§ **Exercise instructions**
Reproduce each of the entries below word for word.

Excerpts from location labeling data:
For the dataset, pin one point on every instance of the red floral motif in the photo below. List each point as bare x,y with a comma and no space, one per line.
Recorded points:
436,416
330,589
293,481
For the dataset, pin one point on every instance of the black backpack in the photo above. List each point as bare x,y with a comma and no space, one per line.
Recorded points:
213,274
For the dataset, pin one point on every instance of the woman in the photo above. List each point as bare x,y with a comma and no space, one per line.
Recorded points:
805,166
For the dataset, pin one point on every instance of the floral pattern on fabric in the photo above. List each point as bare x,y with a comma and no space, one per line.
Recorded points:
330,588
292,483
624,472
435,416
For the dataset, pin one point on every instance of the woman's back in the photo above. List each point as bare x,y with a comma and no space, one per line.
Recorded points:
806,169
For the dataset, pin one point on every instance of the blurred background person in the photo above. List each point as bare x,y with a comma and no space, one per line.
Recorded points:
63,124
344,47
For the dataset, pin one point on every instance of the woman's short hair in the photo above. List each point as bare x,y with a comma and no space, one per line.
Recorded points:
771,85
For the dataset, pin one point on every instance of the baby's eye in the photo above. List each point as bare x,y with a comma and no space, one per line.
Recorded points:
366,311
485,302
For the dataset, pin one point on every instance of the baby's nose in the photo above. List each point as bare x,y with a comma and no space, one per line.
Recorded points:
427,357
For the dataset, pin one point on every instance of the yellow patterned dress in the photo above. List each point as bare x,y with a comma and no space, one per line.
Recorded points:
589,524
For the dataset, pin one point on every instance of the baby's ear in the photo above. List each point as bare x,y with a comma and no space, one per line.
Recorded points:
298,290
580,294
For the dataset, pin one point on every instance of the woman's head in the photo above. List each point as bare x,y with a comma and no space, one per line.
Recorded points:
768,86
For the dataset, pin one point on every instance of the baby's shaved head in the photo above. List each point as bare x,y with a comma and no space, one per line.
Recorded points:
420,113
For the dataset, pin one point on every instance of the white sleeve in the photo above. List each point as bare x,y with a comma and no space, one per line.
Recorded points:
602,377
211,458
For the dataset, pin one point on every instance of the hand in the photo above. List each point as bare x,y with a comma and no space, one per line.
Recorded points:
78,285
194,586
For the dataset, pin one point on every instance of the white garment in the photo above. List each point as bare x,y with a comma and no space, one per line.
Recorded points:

§ **Solved problem**
For the dataset, pin one point on every instance of the red floral motif in the photo below. List each point as bare x,y with a comma and no space, one per line.
Recorded points:
436,416
330,589
293,481
For the dataset, pin one point on every instance of the black backpack in the photo above. List each point as bare x,y with a comma and no space, one per line.
Recorded points:
213,274
For the dataset, pin one point on every instance of the woman in the photo above. List each point as bare x,y with a comma and no space, one per line.
Recorded points:
805,166
For the dataset, pin one point on every instance of the floral pattern on fabric in the photo above. List each point as bare x,y with a comma and no space, one per line.
Recorded points:
330,588
292,483
624,472
435,416
For the dataset, pin one point on every instance of the woman's back in the photo above. List each point as bare x,y with a comma and no space, one per line.
Recorded points:
806,169
For the dataset, pin one point on every instance of the blurred background person in the photo above. List each point as bare x,y with a comma and no space, one per line.
Recorded points:
63,124
344,47
For the dataset, pin one point on every instance of the woman's short hair in the photo above. List each point as bare x,y with a comma and no space, one per line.
Recorded points:
771,85
For the dataset, pin one point on every instance of the baby's eye in the photo above. List each point as bare x,y with a comma and no space, one per line.
Recorded points:
366,311
485,302
For the dataset, pin one point on every instance of the baby's nose in the photo above. List each point as bare x,y with a comma and no space, one per line.
Recorded points:
427,357
For the dataset, pin one point on every instance of the yellow patterned dress in the photo above. List each point as bare x,y with a comma and no space, one per line.
Recorded points:
589,524
For the dataset, pin one point on every instance of the baby's ear in the photo above. List each point as bare x,y with a comma and no space, one per line.
Recorded points:
298,290
580,294
For the dataset, pin one point on every instance of the woman's head in the photo above. List each point as bare x,y with a comma and no space, one per line.
Recorded points:
768,86
For the dataset, pin one point on every instance of the baby's shaved head in the photo above. List each point as bare x,y with a comma and no space, one per line.
Recorded points:
420,113
For the dataset, pin one point on every instance of the white sleeve in the photo above. List each point as bare x,y with a comma and no space, one per line.
Recorded points:
602,377
211,458
For the dataset, pin one point on every instance of the hand in the photo above. List each point as bare x,y with a comma and no space, one per line.
Recorded points:
78,285
194,586
For the dataset, pin one point on every instance of the white garment in the photo above. List each point as bare x,y with a comma and no space, one per line.
Recorded points:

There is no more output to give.